**** RECORDS FOR PROCESSING
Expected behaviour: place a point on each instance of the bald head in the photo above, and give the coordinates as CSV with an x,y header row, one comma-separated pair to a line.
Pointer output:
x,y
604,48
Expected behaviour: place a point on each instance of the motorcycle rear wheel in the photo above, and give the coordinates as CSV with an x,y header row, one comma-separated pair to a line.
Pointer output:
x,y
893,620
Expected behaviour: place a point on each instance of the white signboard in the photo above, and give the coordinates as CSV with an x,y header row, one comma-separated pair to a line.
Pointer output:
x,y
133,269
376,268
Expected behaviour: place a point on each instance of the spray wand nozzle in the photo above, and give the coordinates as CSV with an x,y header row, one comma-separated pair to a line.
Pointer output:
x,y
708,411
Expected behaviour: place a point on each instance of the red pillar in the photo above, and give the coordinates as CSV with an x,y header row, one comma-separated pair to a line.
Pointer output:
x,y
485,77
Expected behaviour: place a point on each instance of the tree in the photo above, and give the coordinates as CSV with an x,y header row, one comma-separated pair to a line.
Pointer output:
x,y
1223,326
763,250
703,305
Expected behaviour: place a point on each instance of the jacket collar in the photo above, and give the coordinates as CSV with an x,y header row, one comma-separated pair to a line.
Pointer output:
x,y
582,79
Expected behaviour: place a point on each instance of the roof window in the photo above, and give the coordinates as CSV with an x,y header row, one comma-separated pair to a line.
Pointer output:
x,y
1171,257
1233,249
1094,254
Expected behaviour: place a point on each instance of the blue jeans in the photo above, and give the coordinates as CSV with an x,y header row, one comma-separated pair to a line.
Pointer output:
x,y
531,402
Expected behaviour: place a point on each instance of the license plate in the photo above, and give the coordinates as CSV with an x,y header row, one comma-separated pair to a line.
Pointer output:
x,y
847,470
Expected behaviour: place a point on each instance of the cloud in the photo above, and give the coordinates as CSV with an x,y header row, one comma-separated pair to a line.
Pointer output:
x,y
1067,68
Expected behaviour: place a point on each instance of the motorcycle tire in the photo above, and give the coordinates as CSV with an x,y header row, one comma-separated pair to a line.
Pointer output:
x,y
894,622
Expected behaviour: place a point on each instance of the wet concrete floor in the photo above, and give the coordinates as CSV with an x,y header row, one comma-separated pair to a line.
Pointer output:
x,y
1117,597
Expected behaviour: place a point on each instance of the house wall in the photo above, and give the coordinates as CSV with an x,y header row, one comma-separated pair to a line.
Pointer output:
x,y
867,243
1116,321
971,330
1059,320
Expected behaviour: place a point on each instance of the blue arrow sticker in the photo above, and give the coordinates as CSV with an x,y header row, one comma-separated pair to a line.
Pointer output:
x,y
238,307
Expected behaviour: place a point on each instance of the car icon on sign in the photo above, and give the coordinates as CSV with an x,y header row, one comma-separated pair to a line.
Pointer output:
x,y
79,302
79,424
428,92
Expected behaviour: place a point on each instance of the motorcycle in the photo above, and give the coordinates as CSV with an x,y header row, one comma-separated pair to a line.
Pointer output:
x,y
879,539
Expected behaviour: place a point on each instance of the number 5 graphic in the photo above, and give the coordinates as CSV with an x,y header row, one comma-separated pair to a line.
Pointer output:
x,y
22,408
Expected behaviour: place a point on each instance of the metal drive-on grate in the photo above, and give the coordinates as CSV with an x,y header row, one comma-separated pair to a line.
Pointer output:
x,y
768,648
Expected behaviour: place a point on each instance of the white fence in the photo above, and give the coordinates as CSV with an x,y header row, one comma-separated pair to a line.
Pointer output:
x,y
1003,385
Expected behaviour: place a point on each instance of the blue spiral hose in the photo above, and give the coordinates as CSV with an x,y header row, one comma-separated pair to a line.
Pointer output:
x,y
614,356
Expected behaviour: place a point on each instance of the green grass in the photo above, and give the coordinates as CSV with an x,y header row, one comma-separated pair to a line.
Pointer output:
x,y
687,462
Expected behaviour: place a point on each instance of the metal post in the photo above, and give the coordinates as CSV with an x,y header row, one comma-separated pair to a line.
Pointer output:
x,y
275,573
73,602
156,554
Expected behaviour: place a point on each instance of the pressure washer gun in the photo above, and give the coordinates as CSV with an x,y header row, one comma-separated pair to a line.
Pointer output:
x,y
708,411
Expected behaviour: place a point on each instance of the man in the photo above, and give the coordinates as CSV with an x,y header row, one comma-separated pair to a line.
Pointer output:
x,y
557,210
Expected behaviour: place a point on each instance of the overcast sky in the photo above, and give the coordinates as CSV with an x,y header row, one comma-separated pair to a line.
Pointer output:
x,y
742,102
********
**** RECORDS FOR PROCESSING
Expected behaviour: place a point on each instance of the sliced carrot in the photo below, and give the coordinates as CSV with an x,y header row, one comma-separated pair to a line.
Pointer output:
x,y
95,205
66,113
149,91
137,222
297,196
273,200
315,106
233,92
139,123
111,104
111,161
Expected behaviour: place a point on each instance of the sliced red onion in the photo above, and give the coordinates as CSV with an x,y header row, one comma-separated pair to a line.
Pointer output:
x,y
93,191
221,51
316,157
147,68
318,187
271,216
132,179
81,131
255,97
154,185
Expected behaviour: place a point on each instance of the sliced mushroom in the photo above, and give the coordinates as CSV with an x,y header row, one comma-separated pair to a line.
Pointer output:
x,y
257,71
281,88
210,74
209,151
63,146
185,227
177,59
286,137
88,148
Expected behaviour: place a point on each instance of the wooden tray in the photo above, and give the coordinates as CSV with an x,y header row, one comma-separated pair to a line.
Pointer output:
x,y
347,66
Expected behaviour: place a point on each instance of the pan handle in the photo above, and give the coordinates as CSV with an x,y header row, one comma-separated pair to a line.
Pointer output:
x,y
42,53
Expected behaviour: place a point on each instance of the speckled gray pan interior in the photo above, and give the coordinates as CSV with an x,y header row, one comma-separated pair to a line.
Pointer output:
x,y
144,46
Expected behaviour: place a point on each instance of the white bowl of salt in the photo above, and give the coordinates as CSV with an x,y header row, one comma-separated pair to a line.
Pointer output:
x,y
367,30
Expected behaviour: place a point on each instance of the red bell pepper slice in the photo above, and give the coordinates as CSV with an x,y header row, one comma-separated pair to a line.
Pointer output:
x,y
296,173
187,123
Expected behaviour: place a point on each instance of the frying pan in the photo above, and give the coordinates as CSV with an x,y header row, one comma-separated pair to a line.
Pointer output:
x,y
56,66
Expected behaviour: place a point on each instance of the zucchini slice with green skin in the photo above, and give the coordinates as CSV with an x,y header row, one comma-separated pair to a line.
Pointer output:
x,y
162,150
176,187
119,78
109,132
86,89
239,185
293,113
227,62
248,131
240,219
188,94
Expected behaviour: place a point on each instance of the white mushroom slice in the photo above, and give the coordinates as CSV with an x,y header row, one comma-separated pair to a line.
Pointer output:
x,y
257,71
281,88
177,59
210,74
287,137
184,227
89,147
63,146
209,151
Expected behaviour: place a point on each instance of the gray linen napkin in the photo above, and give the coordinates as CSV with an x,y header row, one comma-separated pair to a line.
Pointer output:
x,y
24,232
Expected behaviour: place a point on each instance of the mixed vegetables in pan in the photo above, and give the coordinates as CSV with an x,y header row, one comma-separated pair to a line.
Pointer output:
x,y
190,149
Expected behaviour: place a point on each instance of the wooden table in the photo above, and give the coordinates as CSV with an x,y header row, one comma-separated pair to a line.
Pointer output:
********
YOUR INSTRUCTIONS: Look above for the line holding "the sliced carrot" and the line holding "the sliced red". Retype both, and every line between them, word for word and nothing else.

YOUR SOLUTION:
Expected behaviour: place a point on each instance of the sliced carrot in the photo below, and give the coordinates as CSV with an x,y header row, one comma-separated pair to a line.
Pointer output:
x,y
95,205
66,113
149,91
137,222
297,196
273,200
315,106
233,92
139,123
111,104
111,161
Expected behaviour: place a point on each instance of the sliced red onion in the photo above, and give the coordinates as CSV with an x,y header row, one comma-separated pair to a line.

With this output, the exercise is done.